Page text =
- Opening Delimiter -
By Brandon via concealednation.org

There is absolutely no excuse that anyone could come up with that would justify what happens in the video above. Posted on YouTube by user Super-Tactical.com, you can see the scary scenario unfold right before everyone’s eyes during a shooting competition. As Super-Tactical.com wrote under the video, “Remember folks, safety is everyone’s responsibility and things can happen when we get complacent” . . .

This video will stay up to help show what can happen when we are not diligent.

The outrage demonstrated by people watching this just goes to show how safe our sport really is. Incidents like this are beyond rare but we must do our part to keep it that way.

85 Responses to Pro Tip: Make Sure the Range Is Clear Before Starting the Next Shooter

  1. WTF. Where is this? Please let me know so I never go there.

    You’d think the guy would have split when he heard shots fired. Lets stay in the course and get behind the targets??

    Suicide by Competition shooter?

    Clear the course people.

    • many times there are several stages running at once in various range areas, all separated by different Berms.
      It is likely the guy down range, having ears on did not know that course had started in his area thinking the fire was next area over.
      I Want to know why when it was discovered, no one was screaming “CEASE FIRE” at the top of their lungs….

      • What they guy is doing, is covering (“pasting”, putting stickers over) holes in the targets, made by the last shooter. Multiple people (usually shooters awaiting their turn to shoot) will usually help repair targets between shooters, so the competition can progress as quickly as possible.

        This is a very scary, but excellent example of what happens when people get complacent about safety, and when “group safety” slowly takes over from “individual safety” procedures.
- Closing Delimiter -
Explore the material =
1. Reproduce the range safety post between "This video will" and "by Competition shooter?", inclusive.
2. Using the range safety post, decide whether each statement agrees with it, answering yes or no and quoting the words that settle it: (a) The video was posted on YouTube by Super-Tactical.com. (b) The video will be taken down. (c) One commenter says the man downrange was covering holes in the targets.
3. Continue the range safety post from the point where it stops.

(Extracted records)
- Opening Delimiter -
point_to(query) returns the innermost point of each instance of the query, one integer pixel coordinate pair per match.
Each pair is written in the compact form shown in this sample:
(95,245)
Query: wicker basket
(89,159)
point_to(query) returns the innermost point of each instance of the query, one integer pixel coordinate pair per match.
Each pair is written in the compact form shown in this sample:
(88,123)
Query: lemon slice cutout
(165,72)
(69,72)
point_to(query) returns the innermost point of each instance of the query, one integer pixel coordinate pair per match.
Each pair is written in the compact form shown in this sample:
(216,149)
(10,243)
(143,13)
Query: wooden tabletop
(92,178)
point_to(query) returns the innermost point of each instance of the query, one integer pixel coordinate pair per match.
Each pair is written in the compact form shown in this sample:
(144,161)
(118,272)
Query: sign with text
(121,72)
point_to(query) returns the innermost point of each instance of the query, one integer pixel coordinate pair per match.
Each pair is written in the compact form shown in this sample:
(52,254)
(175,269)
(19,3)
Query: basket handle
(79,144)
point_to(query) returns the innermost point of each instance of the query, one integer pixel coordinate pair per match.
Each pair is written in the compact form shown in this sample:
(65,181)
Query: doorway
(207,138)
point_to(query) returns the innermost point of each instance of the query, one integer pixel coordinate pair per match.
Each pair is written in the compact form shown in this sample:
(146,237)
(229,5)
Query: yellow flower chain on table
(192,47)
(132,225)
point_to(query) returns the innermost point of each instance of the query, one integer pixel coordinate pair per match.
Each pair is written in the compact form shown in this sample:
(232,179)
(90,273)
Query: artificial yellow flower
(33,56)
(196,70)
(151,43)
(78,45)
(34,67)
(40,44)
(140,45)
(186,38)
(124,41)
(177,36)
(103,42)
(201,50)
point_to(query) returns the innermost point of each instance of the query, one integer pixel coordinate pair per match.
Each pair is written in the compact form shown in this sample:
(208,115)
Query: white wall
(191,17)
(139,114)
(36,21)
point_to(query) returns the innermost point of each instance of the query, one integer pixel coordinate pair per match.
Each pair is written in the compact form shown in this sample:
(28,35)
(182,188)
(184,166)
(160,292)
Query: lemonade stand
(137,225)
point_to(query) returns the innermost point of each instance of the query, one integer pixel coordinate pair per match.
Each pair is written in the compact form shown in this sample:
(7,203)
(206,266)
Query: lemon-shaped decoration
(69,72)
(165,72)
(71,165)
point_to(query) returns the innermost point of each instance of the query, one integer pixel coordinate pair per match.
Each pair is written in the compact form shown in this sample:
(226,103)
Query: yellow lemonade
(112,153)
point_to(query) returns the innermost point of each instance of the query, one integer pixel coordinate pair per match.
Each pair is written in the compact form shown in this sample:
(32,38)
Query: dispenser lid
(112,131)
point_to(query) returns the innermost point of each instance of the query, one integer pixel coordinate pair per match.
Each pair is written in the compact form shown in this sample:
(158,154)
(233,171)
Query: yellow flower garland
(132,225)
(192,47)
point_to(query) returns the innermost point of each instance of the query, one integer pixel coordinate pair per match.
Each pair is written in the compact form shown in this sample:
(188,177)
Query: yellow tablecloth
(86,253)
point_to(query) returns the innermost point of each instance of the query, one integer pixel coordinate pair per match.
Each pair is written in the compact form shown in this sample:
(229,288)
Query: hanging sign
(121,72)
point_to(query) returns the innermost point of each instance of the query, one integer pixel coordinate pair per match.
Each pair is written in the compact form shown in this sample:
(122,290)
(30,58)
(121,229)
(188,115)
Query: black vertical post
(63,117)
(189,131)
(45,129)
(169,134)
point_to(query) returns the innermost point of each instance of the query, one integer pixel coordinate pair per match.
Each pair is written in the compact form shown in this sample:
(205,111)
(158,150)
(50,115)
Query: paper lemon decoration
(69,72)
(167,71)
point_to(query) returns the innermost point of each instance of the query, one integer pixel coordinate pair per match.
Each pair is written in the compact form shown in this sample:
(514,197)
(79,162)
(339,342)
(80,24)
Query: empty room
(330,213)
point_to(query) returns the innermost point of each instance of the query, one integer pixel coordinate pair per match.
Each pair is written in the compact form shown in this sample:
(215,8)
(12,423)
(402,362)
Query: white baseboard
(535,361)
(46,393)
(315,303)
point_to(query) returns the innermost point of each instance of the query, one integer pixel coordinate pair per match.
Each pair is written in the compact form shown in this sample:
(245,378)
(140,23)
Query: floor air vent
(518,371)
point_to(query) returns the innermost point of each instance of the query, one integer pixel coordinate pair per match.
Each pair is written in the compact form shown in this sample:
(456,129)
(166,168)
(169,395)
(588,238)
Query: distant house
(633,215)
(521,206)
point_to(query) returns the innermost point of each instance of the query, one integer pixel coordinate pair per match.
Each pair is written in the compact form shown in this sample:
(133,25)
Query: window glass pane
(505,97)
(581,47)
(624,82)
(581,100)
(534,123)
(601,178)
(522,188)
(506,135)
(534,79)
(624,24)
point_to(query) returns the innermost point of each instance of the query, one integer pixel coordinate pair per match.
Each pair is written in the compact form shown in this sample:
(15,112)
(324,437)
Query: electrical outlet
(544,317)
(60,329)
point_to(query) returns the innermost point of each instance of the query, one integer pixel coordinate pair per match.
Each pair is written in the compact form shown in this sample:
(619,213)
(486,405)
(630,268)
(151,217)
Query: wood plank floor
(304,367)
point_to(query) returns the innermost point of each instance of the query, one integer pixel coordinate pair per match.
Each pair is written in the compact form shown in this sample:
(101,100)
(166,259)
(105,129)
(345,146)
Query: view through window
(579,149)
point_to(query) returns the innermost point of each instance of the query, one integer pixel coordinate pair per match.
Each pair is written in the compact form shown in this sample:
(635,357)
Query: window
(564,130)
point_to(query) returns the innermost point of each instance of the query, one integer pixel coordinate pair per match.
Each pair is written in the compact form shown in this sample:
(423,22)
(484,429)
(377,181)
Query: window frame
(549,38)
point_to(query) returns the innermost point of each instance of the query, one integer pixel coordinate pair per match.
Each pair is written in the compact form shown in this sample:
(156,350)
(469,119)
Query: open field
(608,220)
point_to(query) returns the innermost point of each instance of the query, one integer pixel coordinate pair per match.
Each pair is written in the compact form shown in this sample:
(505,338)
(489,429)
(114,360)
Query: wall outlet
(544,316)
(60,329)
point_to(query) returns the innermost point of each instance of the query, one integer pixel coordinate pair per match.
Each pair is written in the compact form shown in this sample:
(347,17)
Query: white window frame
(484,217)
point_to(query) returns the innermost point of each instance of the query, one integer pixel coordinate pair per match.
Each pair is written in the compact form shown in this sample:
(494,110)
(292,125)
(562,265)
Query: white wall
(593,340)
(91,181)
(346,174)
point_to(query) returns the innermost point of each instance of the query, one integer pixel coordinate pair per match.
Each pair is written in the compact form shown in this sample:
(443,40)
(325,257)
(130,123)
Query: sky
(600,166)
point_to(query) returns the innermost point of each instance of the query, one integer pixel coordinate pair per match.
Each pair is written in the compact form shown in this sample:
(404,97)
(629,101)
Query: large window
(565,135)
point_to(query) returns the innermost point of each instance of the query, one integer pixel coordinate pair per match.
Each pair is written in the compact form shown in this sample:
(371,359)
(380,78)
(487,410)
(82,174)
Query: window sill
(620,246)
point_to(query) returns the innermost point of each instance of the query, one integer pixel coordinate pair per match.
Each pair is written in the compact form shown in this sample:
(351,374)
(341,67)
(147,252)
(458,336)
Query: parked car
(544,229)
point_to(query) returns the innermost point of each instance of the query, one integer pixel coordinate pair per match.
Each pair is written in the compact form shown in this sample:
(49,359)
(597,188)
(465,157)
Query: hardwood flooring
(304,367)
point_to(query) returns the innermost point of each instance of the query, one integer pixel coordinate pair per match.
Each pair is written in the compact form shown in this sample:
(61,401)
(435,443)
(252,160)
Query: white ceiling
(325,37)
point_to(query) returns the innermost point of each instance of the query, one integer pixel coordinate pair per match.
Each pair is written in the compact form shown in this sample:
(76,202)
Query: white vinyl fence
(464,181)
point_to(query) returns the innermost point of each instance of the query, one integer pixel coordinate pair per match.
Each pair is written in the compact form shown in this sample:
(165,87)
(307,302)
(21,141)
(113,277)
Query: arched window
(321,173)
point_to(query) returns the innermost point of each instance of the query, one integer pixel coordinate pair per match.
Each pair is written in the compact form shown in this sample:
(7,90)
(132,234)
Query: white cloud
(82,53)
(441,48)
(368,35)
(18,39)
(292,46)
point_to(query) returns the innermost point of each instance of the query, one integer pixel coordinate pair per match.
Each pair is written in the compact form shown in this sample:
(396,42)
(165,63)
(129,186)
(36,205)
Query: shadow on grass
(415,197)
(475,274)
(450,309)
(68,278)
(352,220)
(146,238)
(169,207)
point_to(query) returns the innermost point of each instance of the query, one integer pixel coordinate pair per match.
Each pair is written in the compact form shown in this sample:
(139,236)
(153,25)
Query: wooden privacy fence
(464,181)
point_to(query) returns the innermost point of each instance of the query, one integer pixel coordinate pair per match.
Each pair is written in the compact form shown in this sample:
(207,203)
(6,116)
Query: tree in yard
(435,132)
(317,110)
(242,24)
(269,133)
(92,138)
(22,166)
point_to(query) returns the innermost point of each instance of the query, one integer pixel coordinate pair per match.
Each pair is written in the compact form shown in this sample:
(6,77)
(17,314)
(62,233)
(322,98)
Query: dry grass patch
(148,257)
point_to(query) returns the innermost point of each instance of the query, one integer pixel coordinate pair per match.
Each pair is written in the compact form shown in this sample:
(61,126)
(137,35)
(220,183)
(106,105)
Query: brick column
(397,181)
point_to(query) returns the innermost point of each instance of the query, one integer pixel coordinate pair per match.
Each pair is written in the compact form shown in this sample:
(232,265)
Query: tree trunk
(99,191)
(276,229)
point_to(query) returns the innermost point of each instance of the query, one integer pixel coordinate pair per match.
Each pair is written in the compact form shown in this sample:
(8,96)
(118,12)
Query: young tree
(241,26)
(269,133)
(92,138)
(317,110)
- Closing Delimiter -
Set of answers =
1.
This video will stay up to help show what can happen when we are not diligent.

The outrage demonstrated by people watching this just goes to show how safe our sport really is. Incidents like this are beyond rare but we must do our part to keep it that way.

85 Responses to Pro Tip: Make Sure the Range Is Clear Before Starting the Next Shooter

  1. WTF. Where is this? Please let me know so I never go there.

    You’d think the guy would have split when he heard shots fired. Lets stay in the course and get behind the targets??

    Suicide by Competition shooter?

2.
(a) Yes: "Posted on YouTube by user Super-Tactical.com"
(b) No: "This video will stay up to help show what can happen when we are not diligent."
(c) Yes: "What they guy is doing, is covering (“pasting”, putting stickers over) holes in the targets, made by the last shooter."

3.
        The RSO for each shooting bay has the responsibility for making sure the shooting bay is clear of people before allowing the next shooter to load and make ready. In theory, that is why the fake walls are either made of screened fencing and/or are elevated so you can see under them; they are supposed to represent solid objects like walls and buildings that the shooter cannot see through or around, but safety officials MUST be able to tell if people are still present in the shooting bay before starting the next shooter. By constructing them in the manner they do, it allows RSOs and other safety officials to look under and through them to check for people, but in this case, no one was actually doing it. After a bunch of shooters, some RSOs and other safety folks start to get complacent and just “go through the motions” of checking the bay; moving their heads from side-to-side, asking “Range clear?” without actually waiting to hear positive input before proceeding, and assuming that “the group” will tell them if there is a problem. The above video is an example of the results of sloppy safety practices.

        A quick glance can tell you the bay is clear if you only have a handful of steel poppers downrange; for anything else, a person should be walking a circle through the entire target array, or two folks (one on each side) should walk down past all barriers and LOOK for people, return to the line, and signal the RSO that the bay is clear. And most importantly, the people looking for people must be expecting to SEE people (call it “looking hard”) when they check the range bay. If you don’t expect to see anyone downrange, then guess what? You probably won’t see anyone when you go looking. EXPECT people downrange, LOOK for people, PROVE to yourself that no one is there before giving the “bay clear” signal.

        This video should be included as mandatory viewing as a part of all RSO and shooter safety briefings — forever.

        • Further review of the YouTube comments and the video seem to indicate the guy was actually picking up brass, not taping targets. If you run that section of the video forward and back with the video controls (I use QuickTime), you can faintly see something that might be a roller-cage-type brass lifter being pushed around. Based on my past match experience, it may have been the previous shooter or a friend recovering brass for that shooter, or it may have been a “range brass scrounger” who swoops in and vacuums-up brass whenever he can, to sell or reload himself.

          The points above still stand, with the addition that brass scrounging/gathering should NEVER be allowed during the active portions of a competition. That is the primary reason that most well-run matches are run as “lost-brass”; you don’t get to keep/recover your brass at all, which can help prevent delays and this type of safety problem.

        • This video was shown in my NROI RO training course. It was used as an example of an RO screw up that nearly cost someone his life.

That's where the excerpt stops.